## START

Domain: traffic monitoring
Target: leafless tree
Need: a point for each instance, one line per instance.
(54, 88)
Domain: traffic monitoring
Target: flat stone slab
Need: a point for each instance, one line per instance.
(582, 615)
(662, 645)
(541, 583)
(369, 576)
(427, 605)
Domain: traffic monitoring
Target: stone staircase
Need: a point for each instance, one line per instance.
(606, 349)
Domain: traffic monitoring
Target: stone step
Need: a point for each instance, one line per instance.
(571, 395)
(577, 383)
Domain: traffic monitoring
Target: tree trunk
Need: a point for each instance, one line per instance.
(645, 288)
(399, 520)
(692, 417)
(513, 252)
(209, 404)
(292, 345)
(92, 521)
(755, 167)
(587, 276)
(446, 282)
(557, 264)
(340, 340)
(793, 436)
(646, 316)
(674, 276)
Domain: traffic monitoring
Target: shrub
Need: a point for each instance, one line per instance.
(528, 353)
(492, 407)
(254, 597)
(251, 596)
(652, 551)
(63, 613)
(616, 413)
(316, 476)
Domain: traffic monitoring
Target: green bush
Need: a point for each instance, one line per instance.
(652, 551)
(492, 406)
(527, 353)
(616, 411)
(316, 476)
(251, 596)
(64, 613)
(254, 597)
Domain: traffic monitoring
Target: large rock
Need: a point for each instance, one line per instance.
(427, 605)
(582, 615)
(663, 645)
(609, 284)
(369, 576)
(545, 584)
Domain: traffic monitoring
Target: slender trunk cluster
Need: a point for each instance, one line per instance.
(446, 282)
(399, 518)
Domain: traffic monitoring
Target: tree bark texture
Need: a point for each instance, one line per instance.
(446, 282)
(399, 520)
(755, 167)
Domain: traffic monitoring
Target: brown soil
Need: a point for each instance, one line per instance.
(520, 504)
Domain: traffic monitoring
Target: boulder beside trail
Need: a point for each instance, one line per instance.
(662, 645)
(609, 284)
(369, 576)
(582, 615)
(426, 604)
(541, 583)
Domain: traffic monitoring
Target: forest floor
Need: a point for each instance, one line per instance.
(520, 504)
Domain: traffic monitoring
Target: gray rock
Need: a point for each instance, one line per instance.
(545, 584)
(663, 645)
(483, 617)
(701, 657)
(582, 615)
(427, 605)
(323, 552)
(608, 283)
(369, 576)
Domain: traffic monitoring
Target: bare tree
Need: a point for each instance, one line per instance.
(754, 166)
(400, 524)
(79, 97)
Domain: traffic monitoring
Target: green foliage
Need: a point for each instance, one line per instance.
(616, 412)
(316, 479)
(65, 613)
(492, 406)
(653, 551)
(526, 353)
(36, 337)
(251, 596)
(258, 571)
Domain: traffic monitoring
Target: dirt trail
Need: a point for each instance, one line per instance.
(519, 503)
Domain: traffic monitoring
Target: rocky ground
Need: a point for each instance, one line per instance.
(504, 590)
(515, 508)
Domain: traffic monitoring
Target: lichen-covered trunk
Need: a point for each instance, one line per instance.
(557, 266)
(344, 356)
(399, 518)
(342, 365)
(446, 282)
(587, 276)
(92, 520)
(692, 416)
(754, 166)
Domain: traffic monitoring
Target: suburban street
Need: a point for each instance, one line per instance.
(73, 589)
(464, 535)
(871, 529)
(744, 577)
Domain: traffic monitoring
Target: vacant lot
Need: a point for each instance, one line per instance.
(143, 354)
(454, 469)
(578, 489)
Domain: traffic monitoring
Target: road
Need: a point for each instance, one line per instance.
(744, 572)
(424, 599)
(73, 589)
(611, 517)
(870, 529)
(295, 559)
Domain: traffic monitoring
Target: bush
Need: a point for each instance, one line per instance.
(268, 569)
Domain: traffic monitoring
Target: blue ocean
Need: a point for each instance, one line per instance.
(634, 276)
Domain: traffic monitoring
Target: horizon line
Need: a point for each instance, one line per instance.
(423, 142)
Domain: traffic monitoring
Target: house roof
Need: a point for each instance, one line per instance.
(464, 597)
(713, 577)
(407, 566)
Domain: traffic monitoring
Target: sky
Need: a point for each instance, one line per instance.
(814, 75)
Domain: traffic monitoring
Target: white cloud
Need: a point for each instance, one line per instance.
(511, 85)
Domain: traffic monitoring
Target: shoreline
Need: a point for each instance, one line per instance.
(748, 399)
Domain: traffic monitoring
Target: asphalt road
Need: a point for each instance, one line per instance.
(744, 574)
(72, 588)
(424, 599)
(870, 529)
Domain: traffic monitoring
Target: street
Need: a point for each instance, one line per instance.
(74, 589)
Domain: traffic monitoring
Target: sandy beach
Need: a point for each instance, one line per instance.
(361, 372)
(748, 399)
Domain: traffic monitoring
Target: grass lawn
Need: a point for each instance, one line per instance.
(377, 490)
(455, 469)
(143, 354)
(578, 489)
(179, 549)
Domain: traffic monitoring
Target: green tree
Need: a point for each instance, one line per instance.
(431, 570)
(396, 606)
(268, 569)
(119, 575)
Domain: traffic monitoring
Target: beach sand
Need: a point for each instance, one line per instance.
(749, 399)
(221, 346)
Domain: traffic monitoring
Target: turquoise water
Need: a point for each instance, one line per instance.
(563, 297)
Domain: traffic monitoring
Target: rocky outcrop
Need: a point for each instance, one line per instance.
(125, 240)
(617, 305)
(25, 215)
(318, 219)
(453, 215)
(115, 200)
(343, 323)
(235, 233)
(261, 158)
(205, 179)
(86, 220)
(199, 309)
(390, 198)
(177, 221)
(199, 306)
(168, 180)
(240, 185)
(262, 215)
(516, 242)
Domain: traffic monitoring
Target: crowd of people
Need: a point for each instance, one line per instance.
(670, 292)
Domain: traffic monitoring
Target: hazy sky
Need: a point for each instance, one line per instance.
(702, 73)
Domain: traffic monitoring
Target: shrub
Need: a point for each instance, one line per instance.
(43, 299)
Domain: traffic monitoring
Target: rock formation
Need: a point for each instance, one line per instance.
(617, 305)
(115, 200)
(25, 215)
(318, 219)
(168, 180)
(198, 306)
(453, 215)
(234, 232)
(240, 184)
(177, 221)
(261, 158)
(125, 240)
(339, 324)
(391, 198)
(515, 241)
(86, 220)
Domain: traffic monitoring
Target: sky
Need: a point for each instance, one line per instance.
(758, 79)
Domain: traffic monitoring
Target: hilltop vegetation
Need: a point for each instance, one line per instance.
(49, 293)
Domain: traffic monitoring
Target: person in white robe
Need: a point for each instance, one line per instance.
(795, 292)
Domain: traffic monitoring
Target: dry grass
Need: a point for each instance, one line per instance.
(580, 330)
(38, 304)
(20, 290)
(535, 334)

## END
## START

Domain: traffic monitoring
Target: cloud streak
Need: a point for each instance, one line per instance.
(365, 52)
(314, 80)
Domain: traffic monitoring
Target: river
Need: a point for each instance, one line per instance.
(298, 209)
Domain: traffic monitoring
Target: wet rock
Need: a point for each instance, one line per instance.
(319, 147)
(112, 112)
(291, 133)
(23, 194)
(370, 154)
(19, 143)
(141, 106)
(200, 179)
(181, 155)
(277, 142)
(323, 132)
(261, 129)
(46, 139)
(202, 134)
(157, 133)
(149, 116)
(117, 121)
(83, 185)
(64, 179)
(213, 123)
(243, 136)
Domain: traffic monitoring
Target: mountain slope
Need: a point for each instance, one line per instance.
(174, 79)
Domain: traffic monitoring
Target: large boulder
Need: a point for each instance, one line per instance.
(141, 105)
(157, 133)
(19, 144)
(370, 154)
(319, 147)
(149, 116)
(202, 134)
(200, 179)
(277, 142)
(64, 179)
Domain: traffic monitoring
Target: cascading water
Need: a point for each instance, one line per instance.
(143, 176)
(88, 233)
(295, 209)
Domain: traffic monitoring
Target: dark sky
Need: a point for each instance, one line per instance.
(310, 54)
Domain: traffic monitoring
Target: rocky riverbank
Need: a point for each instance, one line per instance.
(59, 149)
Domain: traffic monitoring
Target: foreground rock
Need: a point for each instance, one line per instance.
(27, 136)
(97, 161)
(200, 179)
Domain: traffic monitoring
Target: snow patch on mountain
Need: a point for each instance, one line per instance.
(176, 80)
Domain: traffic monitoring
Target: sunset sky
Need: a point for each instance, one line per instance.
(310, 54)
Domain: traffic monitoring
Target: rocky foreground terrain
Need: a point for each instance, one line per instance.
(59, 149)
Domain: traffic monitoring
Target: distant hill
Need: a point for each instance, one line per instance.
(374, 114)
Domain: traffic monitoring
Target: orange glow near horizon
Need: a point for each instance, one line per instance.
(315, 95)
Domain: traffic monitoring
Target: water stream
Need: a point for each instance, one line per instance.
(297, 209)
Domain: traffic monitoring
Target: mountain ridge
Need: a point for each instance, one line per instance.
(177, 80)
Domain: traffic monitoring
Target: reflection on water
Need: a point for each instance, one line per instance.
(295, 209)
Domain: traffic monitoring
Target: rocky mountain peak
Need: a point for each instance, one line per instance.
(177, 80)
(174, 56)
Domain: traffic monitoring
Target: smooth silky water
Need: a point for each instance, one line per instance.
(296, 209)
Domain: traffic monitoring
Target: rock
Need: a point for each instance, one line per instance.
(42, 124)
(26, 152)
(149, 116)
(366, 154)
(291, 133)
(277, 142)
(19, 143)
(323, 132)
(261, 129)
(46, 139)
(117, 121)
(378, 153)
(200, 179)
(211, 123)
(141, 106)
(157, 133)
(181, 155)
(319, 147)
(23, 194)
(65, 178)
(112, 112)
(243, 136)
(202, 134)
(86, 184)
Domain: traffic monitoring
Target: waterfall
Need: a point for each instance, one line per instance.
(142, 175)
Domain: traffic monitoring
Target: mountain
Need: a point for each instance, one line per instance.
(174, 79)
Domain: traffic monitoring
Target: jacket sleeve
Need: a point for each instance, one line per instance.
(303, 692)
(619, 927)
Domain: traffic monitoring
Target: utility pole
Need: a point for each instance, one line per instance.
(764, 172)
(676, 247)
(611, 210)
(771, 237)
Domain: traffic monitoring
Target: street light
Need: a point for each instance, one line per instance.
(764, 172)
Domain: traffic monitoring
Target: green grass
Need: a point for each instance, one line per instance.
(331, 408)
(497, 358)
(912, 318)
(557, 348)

## END

Pick out every line in the entries above that contains the string "stone" and copy each one. Matches must agree in case.

● **Solution for this problem**
Target: flat stone slab
Target: stone staircase
Target: stone step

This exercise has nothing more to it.